### What needs to be done
Reproduce each record exactly, but exclude every picture.

### Provided records

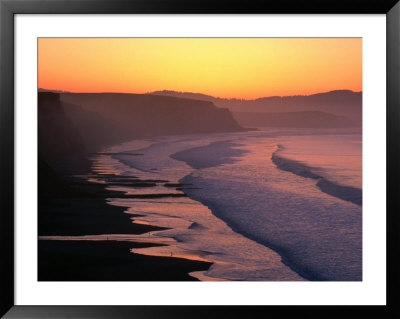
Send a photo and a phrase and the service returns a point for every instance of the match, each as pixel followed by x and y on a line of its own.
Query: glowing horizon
pixel 241 68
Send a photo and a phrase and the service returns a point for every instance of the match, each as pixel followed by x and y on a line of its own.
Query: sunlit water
pixel 252 220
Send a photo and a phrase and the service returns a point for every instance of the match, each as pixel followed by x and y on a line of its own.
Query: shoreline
pixel 80 208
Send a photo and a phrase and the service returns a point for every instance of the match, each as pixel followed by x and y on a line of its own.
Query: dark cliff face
pixel 137 115
pixel 73 125
pixel 59 143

### Exercise answer
Send a photo and a phrase and the service returns a point for every instance of the match, each as pixel followed by x and y on a line of its own.
Query: glowing horizon
pixel 241 68
Send a photo and a phrase and the service returns a point for every instance of the match, each as pixel followed by x and y on a line of its own.
Query: sunlit water
pixel 252 220
Send a photo and a phrase and the service returns a point for every instance of the match, each as pixel followed by x and y on a line of its own.
Query: shoreline
pixel 80 208
Send a photo and a phrase and the service returns a point for every instance of the match, each as pixel followed by x and y on a line of its own.
Query: dark cliff face
pixel 137 115
pixel 73 125
pixel 59 143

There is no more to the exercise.